▸ **Textausschnitt**

- - - - -

Sanierung wurde immer wieder aufgeschoben

25,5 Millionen Autos fuhren pro Jahr über die Brücke. 20 Millionen Euro hätte eine Generalsanierung gekostet. Das wollte keiner finanzieren. Das Risiko wurde unterschätzt – mit katastrophalen Folgen.

Ausnahmezustand. Die italienische Regierung hat einen zwölfmonatigen Ausnahmezustand für Genua verhängt und fünf Millionen Euro Soforthilfe freigegeben.

"So desolat war die Brücke vor Einsturz"

Brüchig. Aufnahmen von vor drei Wochen zeigen: Der Beton an der Unterseite der Brücke ist brüchig, Seile hängen herunter, selbst mit freiem Auge war extreme Korrosion an den Metallteilen zu sehen. Anfang 1990 wurden die Tragseile der Brücke zuletzt ausgetauscht, seit 2016 gab es immer nur kleinere Wartungsarbeiten. Der private Autobahnbetreiber Autostrade bezifferte die Kosten für eine Generalüberholung mit 20 Mio. Euro, 12 Monate hätte die Brücke gesperrt werden müssen. Vorwürfe weist Autostrade zurück: Man habe die Brücke ­regelmäßig gemäß gesetzlichen Vorgaben kontrolliert.

Todes-Brücke: Dutzende Opfer klagen an
© Twitter

Kann das auch bei uns passieren?

Österreich. Rainer Kienreich ist als Asfinag-Geschäftsführer Herr über die größten Brücken Österreichs (siehe Interview). Für die lückenlose  Sicherheit setzt man hierzulande auf strenge Kontrollen.

Kontrolle. „Der Streckendienst ist täglich unterwegs, alle vier Monate wird durch ihn gewartet und kontrolliert“, so Kienreich gegenüber ÖSTERREICH. Alle zwei Jahre würden Bautechniker und Experten der Asfinag vor Ort im Detail kon­trollieren, alle sechs Jahre externe Ziviltechniker. Über diese Zeiträume könne man Veränderungen gut erkennen und „frühzeitig reagieren und sanieren, damit nichts passiert“.

Sogar Drohnen kommen zum Einsatz: „Damit kommt man wirklich in jeden Winkel“, so Kienreich. Sensoren machen außerdem eine Fern­überwachung möglich.

- - - - -

[Gespeicherte Dateneinträge]
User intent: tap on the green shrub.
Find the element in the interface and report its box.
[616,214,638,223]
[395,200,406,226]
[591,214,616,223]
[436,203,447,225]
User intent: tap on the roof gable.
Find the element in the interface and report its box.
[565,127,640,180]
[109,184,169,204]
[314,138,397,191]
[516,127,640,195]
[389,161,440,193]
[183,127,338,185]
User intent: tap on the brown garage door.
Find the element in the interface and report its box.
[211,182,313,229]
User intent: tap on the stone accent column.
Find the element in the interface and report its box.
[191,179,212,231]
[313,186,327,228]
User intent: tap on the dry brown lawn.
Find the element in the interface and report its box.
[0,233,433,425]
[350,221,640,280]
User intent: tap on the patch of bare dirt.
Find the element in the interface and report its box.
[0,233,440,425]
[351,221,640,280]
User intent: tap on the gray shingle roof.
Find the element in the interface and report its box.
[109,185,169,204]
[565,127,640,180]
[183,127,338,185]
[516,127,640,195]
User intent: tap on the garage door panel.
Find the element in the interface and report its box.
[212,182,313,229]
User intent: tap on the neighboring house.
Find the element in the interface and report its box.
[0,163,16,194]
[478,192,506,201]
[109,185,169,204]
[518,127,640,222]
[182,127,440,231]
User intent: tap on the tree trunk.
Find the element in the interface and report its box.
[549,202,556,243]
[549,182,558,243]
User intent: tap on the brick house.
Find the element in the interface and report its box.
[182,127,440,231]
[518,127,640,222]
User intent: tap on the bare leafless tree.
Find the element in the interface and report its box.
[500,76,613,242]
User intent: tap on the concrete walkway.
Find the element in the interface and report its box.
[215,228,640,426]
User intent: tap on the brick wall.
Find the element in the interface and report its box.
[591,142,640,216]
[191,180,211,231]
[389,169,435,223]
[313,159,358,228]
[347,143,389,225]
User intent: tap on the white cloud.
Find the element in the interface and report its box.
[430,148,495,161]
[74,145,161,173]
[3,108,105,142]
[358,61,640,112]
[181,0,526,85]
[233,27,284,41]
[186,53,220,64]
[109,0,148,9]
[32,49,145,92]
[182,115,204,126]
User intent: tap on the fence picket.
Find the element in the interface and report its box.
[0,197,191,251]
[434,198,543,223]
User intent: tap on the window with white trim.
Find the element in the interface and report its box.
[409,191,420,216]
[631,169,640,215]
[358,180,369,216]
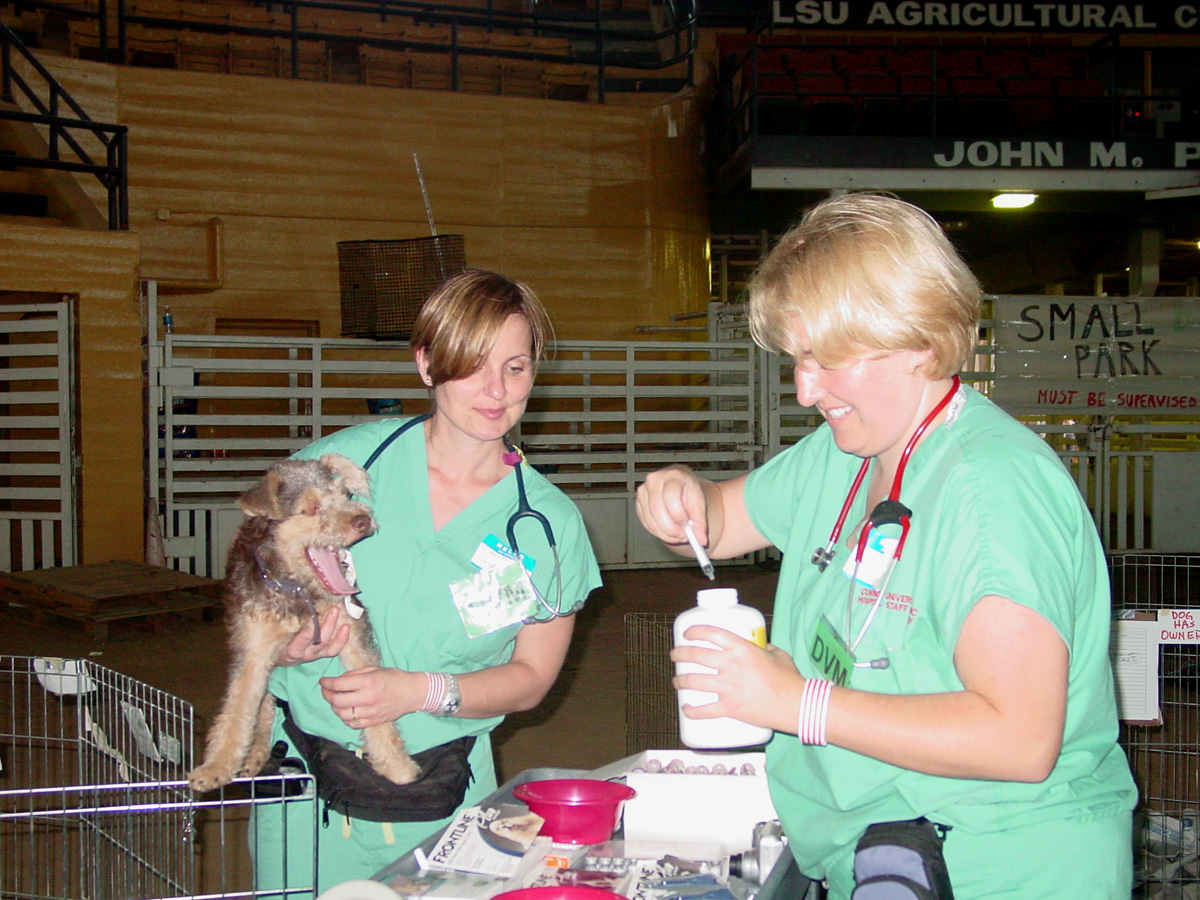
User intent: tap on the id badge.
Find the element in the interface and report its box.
[841,526,900,590]
[809,616,854,688]
[450,535,538,637]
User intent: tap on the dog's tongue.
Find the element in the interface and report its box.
[305,547,359,594]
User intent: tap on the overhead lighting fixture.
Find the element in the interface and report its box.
[991,192,1038,209]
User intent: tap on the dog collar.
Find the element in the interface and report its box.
[254,547,320,644]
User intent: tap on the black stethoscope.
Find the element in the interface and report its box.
[362,413,571,618]
[811,376,961,668]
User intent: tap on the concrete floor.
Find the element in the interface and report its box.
[0,565,775,781]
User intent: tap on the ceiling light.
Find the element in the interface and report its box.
[991,193,1038,209]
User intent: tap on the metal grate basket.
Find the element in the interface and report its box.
[625,612,683,754]
[337,234,467,341]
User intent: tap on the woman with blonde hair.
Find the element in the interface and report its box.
[637,193,1135,900]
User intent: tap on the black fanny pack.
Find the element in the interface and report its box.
[851,818,954,900]
[276,701,475,822]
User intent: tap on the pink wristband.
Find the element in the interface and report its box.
[796,678,833,746]
[421,672,446,713]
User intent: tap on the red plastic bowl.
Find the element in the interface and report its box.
[512,778,636,844]
[492,884,626,900]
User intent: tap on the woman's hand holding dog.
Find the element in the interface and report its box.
[275,606,350,666]
[320,666,428,728]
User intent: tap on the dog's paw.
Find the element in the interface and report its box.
[236,750,270,778]
[370,754,421,785]
[187,766,233,793]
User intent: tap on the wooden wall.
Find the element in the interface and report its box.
[0,224,145,563]
[0,53,708,563]
[42,54,708,340]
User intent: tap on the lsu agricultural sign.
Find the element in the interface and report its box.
[770,0,1200,34]
[992,296,1200,415]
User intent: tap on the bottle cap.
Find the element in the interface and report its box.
[696,588,738,608]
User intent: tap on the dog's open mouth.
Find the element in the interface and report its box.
[305,547,359,595]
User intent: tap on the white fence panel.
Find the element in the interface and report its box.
[152,335,760,576]
[151,329,1200,577]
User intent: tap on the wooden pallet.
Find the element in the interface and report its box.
[0,560,221,641]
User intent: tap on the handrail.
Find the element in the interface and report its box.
[0,24,130,230]
[32,0,697,102]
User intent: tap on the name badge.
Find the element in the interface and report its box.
[809,616,854,688]
[450,534,539,637]
[842,526,900,590]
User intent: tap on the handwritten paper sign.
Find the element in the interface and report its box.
[994,296,1200,415]
[1157,610,1200,644]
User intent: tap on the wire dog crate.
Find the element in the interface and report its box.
[0,656,317,900]
[1109,553,1200,900]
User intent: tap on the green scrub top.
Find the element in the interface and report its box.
[745,388,1135,895]
[257,419,600,888]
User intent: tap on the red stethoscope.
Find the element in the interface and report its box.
[812,376,960,668]
[812,376,960,571]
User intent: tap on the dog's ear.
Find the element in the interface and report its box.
[320,454,371,497]
[238,468,289,518]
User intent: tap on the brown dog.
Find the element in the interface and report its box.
[187,454,420,792]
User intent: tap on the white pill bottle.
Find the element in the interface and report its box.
[674,588,772,750]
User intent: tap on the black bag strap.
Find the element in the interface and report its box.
[277,701,475,824]
[362,413,432,469]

- - - - -

▸ **Aufgaben**
**A)** Wie oft kontrollieren externe Ziviltechniker laut dem Textausschnitt die Brücken in Österreich?
**B)** Schreiben Sie aus dem Textausschnitt die Stelle zwischen „25,5 Millionen Autos“ und „mit katastrophalen Folgen.“ wörtlich ab, beide Stellen eingeschlossen.

▸ **Ergebnisse**
**A)** Alle sechs Jahre.

**B)**
25,5 Millionen Autos fuhren pro Jahr über die Brücke. 20 Millionen Euro hätte eine Generalsanierung gekostet. Das wollte keiner finanzieren. Das Risiko wurde unterschätzt – mit katastrophalen Folgen.